* _Task details_:
In the listing below, locate each line that contains the word "every" and copy those lines out. Only case-sensitive matches count.

* _Dataset_:
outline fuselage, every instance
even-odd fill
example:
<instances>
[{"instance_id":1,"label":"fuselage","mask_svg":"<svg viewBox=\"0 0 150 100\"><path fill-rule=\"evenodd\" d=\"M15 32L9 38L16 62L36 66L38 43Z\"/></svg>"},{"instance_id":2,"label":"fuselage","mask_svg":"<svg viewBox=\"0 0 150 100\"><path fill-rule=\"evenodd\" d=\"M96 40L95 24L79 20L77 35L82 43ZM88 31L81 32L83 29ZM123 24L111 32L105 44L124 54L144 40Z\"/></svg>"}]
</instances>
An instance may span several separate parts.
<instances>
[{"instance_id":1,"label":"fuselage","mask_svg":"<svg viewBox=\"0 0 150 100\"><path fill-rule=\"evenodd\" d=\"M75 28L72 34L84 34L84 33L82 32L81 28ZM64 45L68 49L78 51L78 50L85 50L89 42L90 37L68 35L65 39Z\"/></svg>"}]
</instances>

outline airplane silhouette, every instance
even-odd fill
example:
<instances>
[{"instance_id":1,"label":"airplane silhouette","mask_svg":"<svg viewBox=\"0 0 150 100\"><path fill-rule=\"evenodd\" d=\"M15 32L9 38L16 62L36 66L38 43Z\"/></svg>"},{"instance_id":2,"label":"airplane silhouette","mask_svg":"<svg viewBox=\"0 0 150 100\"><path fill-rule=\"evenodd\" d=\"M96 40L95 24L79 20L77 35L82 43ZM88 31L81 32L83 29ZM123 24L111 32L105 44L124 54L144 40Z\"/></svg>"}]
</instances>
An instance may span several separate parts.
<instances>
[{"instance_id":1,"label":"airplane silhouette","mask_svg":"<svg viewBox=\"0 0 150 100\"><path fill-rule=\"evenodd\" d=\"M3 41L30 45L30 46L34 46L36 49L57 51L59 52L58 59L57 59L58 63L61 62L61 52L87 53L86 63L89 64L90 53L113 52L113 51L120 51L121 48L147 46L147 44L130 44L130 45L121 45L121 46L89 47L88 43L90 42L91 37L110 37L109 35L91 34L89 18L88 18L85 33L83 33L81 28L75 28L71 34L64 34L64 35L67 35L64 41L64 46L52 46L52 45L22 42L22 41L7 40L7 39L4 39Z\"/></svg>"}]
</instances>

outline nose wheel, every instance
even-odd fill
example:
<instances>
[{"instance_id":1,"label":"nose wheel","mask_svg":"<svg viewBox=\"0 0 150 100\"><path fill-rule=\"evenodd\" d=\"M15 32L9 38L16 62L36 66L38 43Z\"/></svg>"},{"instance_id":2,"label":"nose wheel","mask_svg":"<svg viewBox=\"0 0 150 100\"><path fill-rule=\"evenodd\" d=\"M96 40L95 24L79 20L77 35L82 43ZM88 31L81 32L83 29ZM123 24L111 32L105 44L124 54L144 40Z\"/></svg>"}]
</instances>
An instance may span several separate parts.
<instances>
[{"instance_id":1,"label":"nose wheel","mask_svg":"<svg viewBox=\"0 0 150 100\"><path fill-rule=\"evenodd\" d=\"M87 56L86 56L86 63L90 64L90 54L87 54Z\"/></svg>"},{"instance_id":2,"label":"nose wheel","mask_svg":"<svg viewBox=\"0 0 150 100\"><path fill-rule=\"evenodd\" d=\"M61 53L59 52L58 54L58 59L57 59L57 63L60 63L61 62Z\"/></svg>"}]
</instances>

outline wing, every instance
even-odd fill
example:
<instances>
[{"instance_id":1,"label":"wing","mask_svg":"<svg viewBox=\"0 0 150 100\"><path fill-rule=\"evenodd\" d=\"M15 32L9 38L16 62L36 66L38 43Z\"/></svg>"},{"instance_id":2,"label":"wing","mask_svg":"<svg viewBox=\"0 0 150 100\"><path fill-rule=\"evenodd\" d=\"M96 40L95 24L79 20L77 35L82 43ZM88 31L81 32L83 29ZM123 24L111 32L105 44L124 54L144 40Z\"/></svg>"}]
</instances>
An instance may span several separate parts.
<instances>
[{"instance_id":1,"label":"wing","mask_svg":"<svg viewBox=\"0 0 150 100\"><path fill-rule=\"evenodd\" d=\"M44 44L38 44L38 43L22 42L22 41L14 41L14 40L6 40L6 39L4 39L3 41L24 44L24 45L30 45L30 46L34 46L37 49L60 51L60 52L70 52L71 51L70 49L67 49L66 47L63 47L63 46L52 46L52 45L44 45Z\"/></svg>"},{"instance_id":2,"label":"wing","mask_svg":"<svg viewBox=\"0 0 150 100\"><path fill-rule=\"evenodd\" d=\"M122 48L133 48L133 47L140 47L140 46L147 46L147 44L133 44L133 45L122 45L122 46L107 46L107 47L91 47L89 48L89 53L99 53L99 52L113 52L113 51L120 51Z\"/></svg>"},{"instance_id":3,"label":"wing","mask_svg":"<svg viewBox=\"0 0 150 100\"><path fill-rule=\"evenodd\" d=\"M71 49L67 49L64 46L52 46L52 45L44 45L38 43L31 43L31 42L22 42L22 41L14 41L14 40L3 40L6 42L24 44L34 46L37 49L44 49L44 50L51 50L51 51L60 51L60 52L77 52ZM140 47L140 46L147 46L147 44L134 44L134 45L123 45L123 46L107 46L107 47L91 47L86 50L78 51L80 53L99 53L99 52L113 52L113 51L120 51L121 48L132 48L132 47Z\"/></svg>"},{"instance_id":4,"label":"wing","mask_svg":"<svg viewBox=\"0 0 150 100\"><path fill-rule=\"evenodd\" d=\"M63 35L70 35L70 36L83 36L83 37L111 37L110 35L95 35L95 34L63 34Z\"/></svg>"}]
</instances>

* _Final result_:
outline fuselage, every instance
outline airplane silhouette, every instance
outline nose wheel, every instance
outline wing, every instance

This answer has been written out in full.